Sáb 10.05.2014

EL PAíS  › PANORAMA POLITICO

Fácil y rápido

› Por Luis Bruschtein

El documento de la Iglesia sobre inseguridad, el griterío en el Congreso porque no se publicaron los índices, los linchamientos, las promesas de arreglar todo con camaritas y el debate mezquino contra la reforma del Código Penal demuestran que hay un tema del que se habla mucho con más demagogia que interés por abordarlo. Nadie dice lo más importante porque gran parte de la sociedad se enojaría con el que lo hiciera. Es un tema que sirve para atraer voluntades y no para alejarlas. El que dijera que no existen soluciones mágicas, que no es un tema que se arregla de la noche a la mañana, perdería popularidad. Por el contrario, los que se rasgan las vestiduras y claman públicamente dan a entender que ellos lo arreglarían fácil y rápido.

Los índices no son desconocidos. Las últimas estadísticas de Naciones Unidas, de diciembre del año pasado, ubicaban a la Argentina como el país latinoamericano con menor cantidad de homicidios por cada cien mil habitantes. En el continente, esa marca solamente es superada por Canadá y Estados Unidos, con sistemas estadísticos similares, y Chile con un sistema particular y cuestionado. Al mismo tiempo, aparece como el país de la región que tiene mayor cantidad de robos y otros delitos por cada cien mil habitantes.

+ + + + +

**Consignas escritas:**
A. Indica si cada afirmación coincide con la columna sobre inseguridad. Responde sí o no y cita las palabras del texto que lo deciden. (i) Según Naciones Unidas, la Argentina es el país latinoamericano con menos homicidios por cada cien mil habitantes. (ii) En el continente, solo Chile supera a la Argentina en esa marca de homicidios. (iii) La Argentina figura como el país de la región con menos robos por cada cien mil habitantes.
B. Repite palabra por palabra el pasaje de la columna sobre inseguridad que va desde "Sáb 10.05.2014" hasta "fácil y rápido.".

[Filas del conjunto de datos sobre dónde aparecen objetos]
+ + + + +

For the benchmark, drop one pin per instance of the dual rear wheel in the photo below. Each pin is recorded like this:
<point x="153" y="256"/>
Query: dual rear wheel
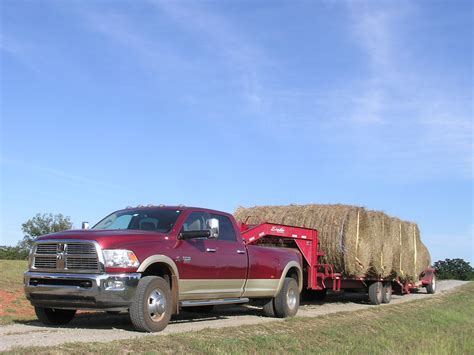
<point x="286" y="302"/>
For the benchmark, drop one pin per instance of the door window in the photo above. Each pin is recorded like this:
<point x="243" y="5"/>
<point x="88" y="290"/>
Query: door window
<point x="226" y="228"/>
<point x="196" y="221"/>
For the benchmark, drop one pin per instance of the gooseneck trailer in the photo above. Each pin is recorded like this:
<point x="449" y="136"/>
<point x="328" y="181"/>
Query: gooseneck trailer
<point x="319" y="277"/>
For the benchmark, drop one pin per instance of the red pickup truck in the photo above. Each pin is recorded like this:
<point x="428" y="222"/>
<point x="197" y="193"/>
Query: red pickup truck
<point x="153" y="261"/>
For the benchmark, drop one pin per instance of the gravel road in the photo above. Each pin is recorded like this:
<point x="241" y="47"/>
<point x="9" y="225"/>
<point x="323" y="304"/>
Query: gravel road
<point x="100" y="327"/>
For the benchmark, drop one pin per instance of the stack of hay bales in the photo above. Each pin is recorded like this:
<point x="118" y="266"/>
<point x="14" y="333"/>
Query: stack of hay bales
<point x="356" y="241"/>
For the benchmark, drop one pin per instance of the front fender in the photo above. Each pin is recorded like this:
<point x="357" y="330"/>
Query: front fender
<point x="159" y="259"/>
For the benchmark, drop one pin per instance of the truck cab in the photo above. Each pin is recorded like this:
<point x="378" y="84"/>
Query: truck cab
<point x="153" y="261"/>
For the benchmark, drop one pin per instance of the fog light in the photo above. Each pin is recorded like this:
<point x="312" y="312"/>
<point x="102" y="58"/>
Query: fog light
<point x="114" y="285"/>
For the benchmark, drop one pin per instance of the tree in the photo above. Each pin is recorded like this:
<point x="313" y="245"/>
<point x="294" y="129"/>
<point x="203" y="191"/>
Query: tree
<point x="42" y="224"/>
<point x="454" y="269"/>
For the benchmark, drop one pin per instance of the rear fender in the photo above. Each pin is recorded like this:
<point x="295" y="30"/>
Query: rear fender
<point x="163" y="259"/>
<point x="290" y="265"/>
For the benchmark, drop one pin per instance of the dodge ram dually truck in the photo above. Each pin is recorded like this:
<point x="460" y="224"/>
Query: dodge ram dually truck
<point x="152" y="261"/>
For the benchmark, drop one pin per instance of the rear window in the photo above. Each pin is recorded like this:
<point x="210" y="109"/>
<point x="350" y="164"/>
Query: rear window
<point x="161" y="221"/>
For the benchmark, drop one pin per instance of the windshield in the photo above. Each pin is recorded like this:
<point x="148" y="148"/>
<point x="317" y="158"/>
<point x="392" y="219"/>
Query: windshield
<point x="150" y="220"/>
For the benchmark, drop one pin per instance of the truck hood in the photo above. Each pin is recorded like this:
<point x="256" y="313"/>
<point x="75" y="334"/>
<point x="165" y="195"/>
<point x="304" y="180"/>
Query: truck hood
<point x="109" y="238"/>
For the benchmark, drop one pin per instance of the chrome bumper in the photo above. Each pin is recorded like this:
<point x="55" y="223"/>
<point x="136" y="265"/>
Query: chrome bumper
<point x="80" y="291"/>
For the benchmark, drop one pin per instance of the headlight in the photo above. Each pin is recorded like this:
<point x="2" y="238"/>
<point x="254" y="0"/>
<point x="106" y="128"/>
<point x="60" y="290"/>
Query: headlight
<point x="120" y="258"/>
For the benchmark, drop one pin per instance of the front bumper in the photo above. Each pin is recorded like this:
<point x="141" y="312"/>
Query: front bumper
<point x="80" y="291"/>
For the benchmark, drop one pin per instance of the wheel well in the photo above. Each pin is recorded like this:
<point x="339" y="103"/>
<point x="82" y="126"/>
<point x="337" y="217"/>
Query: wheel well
<point x="294" y="274"/>
<point x="159" y="269"/>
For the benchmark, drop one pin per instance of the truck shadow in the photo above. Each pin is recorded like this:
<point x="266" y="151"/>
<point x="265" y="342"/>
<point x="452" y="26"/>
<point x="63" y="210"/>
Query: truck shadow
<point x="121" y="321"/>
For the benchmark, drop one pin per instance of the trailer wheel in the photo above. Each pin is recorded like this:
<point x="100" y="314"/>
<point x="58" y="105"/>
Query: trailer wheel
<point x="313" y="295"/>
<point x="53" y="316"/>
<point x="269" y="308"/>
<point x="431" y="288"/>
<point x="151" y="308"/>
<point x="288" y="299"/>
<point x="387" y="293"/>
<point x="375" y="293"/>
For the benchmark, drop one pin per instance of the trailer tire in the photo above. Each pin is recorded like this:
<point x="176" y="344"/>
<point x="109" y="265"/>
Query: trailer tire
<point x="151" y="308"/>
<point x="53" y="316"/>
<point x="287" y="300"/>
<point x="313" y="295"/>
<point x="375" y="293"/>
<point x="431" y="288"/>
<point x="269" y="308"/>
<point x="387" y="293"/>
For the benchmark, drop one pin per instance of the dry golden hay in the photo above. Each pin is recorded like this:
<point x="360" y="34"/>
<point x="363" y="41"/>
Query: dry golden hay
<point x="356" y="242"/>
<point x="382" y="239"/>
<point x="343" y="230"/>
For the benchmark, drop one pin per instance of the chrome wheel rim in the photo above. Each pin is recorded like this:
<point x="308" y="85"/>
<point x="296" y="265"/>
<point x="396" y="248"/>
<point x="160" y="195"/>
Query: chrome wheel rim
<point x="156" y="305"/>
<point x="291" y="298"/>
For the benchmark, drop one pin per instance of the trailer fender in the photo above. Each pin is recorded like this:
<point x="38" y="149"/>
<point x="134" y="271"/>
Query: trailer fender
<point x="288" y="267"/>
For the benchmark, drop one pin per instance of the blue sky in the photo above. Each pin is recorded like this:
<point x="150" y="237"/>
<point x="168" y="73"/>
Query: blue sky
<point x="219" y="104"/>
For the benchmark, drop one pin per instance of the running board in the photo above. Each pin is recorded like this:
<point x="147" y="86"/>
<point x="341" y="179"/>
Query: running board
<point x="214" y="302"/>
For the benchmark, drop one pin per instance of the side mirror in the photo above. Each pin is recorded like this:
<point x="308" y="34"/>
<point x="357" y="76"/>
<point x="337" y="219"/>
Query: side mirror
<point x="213" y="225"/>
<point x="194" y="234"/>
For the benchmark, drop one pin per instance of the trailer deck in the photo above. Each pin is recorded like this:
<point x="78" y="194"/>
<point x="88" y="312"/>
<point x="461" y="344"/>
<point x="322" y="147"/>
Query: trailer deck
<point x="320" y="276"/>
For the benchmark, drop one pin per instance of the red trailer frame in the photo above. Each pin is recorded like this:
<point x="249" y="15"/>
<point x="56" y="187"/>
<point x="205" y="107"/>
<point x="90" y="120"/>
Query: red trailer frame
<point x="320" y="276"/>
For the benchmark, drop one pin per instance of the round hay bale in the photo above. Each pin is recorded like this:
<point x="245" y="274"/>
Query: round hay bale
<point x="343" y="231"/>
<point x="382" y="239"/>
<point x="423" y="259"/>
<point x="396" y="241"/>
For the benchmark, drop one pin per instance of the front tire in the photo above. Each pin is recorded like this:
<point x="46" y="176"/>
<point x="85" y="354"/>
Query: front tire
<point x="269" y="308"/>
<point x="287" y="300"/>
<point x="375" y="293"/>
<point x="387" y="293"/>
<point x="152" y="306"/>
<point x="53" y="316"/>
<point x="431" y="288"/>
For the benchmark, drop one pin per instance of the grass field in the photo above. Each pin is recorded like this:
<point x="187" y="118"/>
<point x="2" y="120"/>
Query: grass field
<point x="440" y="325"/>
<point x="13" y="304"/>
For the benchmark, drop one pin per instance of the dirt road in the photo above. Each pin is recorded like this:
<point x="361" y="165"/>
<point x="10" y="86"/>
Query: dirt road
<point x="100" y="327"/>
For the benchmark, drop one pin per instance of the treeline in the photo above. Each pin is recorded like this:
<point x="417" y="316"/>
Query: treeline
<point x="40" y="224"/>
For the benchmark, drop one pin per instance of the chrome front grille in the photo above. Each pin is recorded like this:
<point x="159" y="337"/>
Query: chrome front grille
<point x="63" y="256"/>
<point x="47" y="248"/>
<point x="45" y="262"/>
<point x="78" y="263"/>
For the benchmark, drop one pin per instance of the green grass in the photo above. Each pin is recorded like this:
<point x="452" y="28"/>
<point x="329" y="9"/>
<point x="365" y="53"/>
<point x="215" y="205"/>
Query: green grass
<point x="12" y="273"/>
<point x="440" y="325"/>
<point x="15" y="307"/>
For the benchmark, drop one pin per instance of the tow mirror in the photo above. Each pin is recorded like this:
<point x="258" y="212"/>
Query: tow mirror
<point x="213" y="225"/>
<point x="184" y="235"/>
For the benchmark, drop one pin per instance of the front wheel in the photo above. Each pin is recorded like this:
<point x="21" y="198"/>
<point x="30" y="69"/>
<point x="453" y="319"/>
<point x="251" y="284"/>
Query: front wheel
<point x="375" y="293"/>
<point x="53" y="316"/>
<point x="287" y="300"/>
<point x="152" y="306"/>
<point x="387" y="293"/>
<point x="431" y="288"/>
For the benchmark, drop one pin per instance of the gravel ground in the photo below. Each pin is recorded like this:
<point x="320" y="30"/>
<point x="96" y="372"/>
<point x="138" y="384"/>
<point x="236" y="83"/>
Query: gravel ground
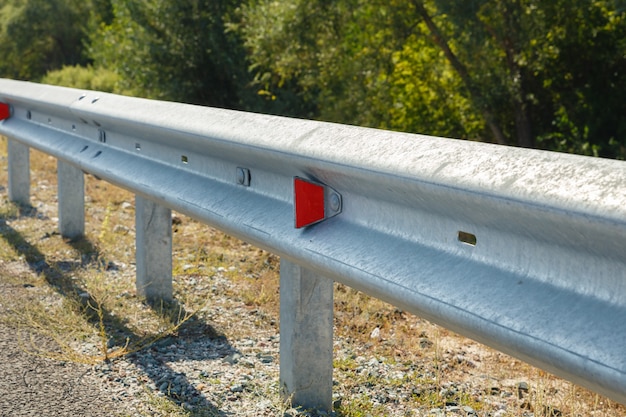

+ + + + +

**Respuestas por consigna:**
A.
(i) Sí: "ubicaban a la Argentina como el país latinoamericano con menor cantidad de homicidios por cada cien mil habitantes".
(ii) No: "esa marca solamente es superada por Canadá y Estados Unidos, con sistemas estadísticos similares, y Chile".
(iii) No: "aparece como el país de la región que tiene mayor cantidad de robos y otros delitos por cada cien mil habitantes".

B.
Sáb 10.05.2014

EL PAíS  › PANORAMA POLITICO

Fácil y rápido

› Por Luis Bruschtein

El documento de la Iglesia sobre inseguridad, el griterío en el Congreso porque no se publicaron los índices, los linchamientos, las promesas de arreglar todo con camaritas y el debate mezquino contra la reforma del Código Penal demuestran que hay un tema del que se habla mucho con más demagogia que interés por abordarlo. Nadie dice lo más importante porque gran parte de la sociedad se enojaría con el que lo hiciera. Es un tema que sirve para atraer voluntades y no para alejarlas. El que dijera que no existen soluciones mágicas, que no es un tema que se arregla de la noche a la mañana, perdería popularidad. Por el contrario, los que se rasgan las vestiduras y claman públicamente dan a entender que ellos lo arreglarían fácil y rápido.